=== EXTRAIT DU TEXTE ===
┏━━

Au cœur de la problématique de cette sortie sans accord se trouve la libre-circulation des biens et des personnes qui risque d’être remise en cause par le Brexit, à compter de cette date.
Cette question est loin d’être anecdotique en ce qui concerne les équidés puisqu’on dénombre, rien que pour les pur-sang, 26.000 mouvements entre le Royaume-Uni, la France et l’Irlande chaque année, auxquels il faut ajouter les autres chevaux de course et de sport.
Dès les années 60, un accord tripartite (TPA) avait été signé entre ces trois pays, accord intégré à la législation européenne lors de l’entrée de l’Irlande et du Royaume-Uni en 1973 dans la Communauté Economique Européenne, devenue l’Union Européenne en 1993.
Le TPA a été régulièrement mis à jour depuis. L’actuel TPA, en application depuis 2014 et valable jusqu’en 2020, prévoit notamment une libre-circulation des chevaux grâce à un document (DOCOM, attestation ou certificat sanitaire selon les cas). Mais, compte-tenu de son intégration dans la réglementation européenne, en l’absence d’accord sur les modalités du Brexit, l’actuel TPA ne pourra pas continuer à être appliqué et un contrôle aux frontières sera mis en place, le Royaume-Uni devenant un pays tiers à l’UE. Etant donné le volume des mouvements, la situation risque d’être difficile à gérer et d’impacter lourdement le bien-être des chevaux, ce qui ne cesse d’inquiéter la filière, même si les autorités se veulent rassurantes et projettent d’organiser au mieux des mesures transitoires.

┗━━

Enregistrements conservés:

┏━━

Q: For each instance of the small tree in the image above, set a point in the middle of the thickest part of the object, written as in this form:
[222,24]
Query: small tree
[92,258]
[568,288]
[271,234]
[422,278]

┗━━

=== CONSIGNE ===
Poursuivez le texte sur le Brexit et la circulation des chevaux, à partir de sa dernière phrase.

=== RÉPONSE ===
Les exportations vers le Royaume-Uni ne devraient pas être trop affectées, puisque les autorités britanniques indiquent que « l’importation d’équidés au RU depuis l’UE ne changera pas immédiatement après la sortie de l’Angleterre et de l’Irlande de l’UE» car elles « reproduisent les systèmes actuels » (DOCOM, attestation ou certificat sanitaire selon les cas).
A l’inverse les importations dans l’UE en provenance du Royaume-Uni risquent d’être plus fortement impactées.
Des discussions sont actuellement en cours afin que le Royaume-Uni soit listé comme pays tiers dès le jour de sa sortie, au même titre que la Nouvelle-Zélande ou l’Australie par exemple.
A défaut, aucun mouvement de chevaux depuis le RU vers l’UE ne pourrait plus être effectué.
Cette première condition devrait pouvoir être satisfaite, le Royaume-Uni répondant aux exigences européennes en matière de santé animale.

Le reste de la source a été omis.